→ AIM
Copy the items verbatim, starting at the line that contains "Crowdworker instruction — please outline every white rugby" and ending after the line that contains "[554,70,701,237]".

→ MATERIAL FOR THIS TASK
■ ■ ■ ■
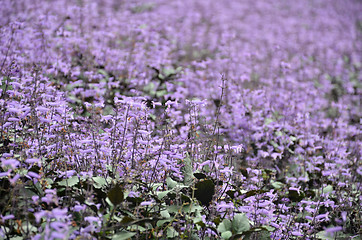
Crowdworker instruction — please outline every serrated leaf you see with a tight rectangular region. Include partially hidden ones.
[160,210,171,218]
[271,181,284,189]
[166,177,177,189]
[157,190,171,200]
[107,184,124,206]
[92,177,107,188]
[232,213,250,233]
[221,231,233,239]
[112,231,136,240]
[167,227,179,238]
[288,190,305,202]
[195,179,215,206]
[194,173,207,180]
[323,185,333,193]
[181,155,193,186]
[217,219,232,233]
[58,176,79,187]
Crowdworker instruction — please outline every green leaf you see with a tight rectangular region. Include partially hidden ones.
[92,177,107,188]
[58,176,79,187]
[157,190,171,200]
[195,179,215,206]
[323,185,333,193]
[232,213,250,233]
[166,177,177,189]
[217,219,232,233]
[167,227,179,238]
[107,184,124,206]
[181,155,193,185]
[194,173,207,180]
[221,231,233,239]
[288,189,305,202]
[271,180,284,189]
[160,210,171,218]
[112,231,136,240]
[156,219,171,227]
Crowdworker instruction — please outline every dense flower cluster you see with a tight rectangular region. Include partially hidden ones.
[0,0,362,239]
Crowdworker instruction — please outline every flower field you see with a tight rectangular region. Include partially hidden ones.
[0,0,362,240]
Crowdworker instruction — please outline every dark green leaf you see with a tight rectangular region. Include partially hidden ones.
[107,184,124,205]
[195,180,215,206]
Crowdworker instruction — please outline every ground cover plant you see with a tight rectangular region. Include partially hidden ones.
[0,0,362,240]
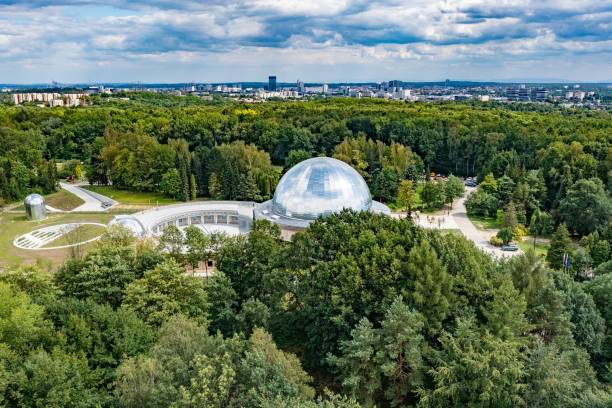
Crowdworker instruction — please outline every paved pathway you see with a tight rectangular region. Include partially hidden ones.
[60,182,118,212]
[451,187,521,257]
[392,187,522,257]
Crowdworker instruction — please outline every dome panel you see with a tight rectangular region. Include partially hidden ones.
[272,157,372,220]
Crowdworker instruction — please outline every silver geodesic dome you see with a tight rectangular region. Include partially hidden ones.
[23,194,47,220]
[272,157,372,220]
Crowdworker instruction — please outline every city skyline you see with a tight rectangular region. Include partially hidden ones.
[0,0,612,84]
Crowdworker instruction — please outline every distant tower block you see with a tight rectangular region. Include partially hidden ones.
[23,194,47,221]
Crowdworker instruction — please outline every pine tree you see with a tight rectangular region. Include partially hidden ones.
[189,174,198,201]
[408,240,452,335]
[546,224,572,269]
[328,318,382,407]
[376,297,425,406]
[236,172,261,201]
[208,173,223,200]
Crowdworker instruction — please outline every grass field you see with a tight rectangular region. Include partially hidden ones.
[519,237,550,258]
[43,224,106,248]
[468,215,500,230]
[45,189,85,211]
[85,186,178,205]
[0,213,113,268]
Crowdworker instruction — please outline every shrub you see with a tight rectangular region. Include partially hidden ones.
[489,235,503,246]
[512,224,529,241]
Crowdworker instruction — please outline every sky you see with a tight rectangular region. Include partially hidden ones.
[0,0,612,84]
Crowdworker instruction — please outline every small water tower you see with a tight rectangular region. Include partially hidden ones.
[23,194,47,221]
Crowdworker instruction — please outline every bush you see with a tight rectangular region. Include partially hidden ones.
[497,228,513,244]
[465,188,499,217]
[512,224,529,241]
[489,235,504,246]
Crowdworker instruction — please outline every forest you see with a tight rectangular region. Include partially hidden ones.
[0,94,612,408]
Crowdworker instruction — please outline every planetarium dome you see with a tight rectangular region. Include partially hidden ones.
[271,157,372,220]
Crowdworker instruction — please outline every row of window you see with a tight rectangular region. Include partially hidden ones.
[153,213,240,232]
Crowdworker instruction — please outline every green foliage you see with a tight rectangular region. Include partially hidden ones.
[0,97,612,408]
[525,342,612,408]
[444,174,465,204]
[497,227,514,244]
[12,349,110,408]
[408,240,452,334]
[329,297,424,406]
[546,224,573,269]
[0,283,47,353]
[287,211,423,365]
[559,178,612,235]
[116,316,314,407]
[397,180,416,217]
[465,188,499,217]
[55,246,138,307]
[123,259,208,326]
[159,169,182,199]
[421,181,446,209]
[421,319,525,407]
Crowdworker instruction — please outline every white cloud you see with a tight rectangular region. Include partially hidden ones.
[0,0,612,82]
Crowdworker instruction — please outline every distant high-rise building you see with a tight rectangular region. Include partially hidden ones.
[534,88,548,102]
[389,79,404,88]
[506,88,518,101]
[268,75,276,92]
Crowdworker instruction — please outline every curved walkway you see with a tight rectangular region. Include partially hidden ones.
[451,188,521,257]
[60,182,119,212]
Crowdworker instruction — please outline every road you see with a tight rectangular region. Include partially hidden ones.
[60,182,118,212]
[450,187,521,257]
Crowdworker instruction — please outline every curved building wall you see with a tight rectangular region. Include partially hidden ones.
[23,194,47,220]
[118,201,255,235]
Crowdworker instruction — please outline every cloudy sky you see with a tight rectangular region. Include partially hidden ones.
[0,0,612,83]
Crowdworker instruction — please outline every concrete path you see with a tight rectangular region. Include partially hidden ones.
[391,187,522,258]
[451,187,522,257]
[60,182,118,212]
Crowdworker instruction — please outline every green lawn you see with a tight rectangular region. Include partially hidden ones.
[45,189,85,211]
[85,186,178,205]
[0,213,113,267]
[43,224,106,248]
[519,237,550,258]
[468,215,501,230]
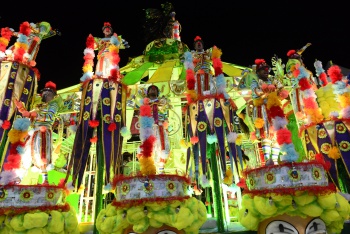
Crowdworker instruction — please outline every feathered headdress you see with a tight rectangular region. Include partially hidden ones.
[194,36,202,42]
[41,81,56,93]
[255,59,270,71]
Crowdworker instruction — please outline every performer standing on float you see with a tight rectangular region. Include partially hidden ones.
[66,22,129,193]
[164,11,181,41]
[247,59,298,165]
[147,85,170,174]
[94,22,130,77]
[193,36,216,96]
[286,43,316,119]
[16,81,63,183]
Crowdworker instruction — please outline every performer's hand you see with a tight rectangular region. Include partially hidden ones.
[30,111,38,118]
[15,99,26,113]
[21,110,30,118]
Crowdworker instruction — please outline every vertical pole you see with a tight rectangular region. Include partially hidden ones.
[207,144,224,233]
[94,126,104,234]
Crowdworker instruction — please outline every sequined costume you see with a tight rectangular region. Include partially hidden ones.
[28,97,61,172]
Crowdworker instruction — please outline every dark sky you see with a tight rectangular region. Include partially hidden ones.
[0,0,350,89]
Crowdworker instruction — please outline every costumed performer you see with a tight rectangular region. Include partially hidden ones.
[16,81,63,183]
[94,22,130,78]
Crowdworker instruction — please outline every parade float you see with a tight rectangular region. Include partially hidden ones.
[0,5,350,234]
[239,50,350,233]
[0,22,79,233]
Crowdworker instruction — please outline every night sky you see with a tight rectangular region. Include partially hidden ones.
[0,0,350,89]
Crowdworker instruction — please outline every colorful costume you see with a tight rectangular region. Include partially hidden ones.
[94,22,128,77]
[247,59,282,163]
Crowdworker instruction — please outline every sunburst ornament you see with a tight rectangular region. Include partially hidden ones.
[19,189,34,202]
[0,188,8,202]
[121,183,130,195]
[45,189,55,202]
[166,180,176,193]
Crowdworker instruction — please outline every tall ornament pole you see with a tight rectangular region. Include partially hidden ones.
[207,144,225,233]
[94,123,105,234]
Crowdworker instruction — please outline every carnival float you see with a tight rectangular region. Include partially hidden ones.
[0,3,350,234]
■ ■ ■ ■
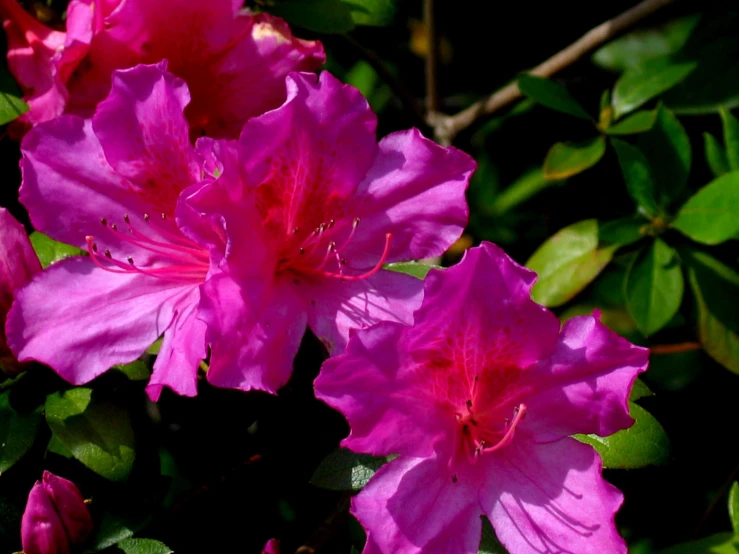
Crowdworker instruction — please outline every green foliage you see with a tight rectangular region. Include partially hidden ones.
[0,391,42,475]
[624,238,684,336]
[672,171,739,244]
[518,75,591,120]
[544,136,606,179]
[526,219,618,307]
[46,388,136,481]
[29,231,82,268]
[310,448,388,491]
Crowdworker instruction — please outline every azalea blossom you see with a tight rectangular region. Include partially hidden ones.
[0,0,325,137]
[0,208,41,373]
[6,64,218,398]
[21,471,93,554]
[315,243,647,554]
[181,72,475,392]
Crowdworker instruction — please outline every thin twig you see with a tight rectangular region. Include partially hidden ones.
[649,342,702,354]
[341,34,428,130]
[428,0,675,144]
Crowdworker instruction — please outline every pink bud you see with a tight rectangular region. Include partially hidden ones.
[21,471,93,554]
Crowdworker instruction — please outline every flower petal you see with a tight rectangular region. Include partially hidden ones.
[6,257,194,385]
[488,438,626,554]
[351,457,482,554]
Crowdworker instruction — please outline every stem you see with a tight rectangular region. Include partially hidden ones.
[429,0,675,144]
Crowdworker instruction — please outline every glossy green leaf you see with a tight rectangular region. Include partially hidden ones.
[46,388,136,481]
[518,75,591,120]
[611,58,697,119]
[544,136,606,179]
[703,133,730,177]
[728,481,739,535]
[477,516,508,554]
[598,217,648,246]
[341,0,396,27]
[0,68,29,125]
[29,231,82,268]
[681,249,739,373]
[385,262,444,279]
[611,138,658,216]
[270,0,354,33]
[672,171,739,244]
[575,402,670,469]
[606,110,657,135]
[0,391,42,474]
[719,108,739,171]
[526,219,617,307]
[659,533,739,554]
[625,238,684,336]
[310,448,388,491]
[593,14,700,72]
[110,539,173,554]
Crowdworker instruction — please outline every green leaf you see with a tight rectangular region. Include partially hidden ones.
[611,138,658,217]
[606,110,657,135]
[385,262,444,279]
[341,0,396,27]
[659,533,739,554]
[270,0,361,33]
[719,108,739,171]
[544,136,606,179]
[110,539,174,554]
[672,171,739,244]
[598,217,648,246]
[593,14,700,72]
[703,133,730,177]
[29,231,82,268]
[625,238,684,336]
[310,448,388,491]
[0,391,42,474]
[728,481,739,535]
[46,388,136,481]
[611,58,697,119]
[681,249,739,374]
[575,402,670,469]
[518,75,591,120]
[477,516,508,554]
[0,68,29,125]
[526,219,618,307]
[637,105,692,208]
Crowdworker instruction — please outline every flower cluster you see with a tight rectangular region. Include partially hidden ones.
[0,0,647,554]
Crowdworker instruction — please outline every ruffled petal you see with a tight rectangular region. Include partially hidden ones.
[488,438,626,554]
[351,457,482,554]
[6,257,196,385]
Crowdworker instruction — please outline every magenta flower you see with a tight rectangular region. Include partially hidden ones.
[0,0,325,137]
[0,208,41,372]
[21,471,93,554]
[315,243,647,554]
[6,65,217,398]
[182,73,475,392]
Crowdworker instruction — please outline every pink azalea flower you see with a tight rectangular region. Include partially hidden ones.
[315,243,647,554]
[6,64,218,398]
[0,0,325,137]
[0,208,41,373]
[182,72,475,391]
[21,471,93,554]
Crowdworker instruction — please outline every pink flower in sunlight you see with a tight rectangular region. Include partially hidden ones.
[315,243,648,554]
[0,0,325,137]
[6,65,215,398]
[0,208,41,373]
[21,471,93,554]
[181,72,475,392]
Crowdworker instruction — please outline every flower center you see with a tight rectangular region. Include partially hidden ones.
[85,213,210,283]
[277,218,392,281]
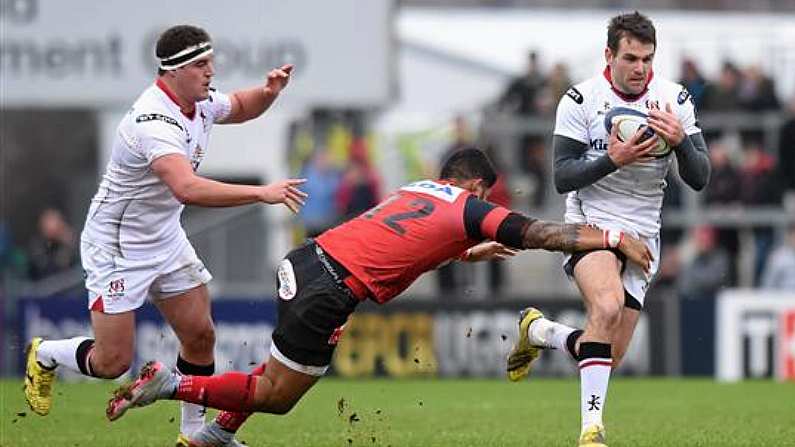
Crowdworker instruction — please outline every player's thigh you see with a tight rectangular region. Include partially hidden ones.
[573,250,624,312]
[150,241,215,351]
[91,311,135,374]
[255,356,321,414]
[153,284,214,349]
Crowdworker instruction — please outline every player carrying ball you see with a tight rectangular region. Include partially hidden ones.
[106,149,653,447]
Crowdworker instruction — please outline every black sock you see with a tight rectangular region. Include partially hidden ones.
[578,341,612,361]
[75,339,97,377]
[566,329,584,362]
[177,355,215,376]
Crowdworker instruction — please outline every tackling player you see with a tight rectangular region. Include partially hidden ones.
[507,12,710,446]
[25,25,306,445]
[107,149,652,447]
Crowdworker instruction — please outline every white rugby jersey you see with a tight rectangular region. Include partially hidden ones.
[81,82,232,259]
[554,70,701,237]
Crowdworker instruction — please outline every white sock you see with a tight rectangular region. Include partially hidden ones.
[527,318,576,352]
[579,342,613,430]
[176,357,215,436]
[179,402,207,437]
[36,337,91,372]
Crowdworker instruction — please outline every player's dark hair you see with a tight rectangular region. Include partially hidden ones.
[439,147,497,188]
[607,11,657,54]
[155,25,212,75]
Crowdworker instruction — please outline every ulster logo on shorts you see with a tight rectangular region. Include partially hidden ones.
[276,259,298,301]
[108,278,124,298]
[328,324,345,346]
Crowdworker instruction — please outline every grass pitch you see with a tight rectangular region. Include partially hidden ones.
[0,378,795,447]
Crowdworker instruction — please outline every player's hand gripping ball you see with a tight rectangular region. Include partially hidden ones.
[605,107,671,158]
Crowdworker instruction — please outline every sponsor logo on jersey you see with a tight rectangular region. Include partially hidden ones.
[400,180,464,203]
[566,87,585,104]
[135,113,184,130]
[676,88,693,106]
■ ■ ■ ■
→ PROBLEM SOLUTION
Crowdworker instruction — please outline every white rugby jersey you see with a tight rectangular region. Include partially hidden ones.
[81,82,232,259]
[554,70,701,237]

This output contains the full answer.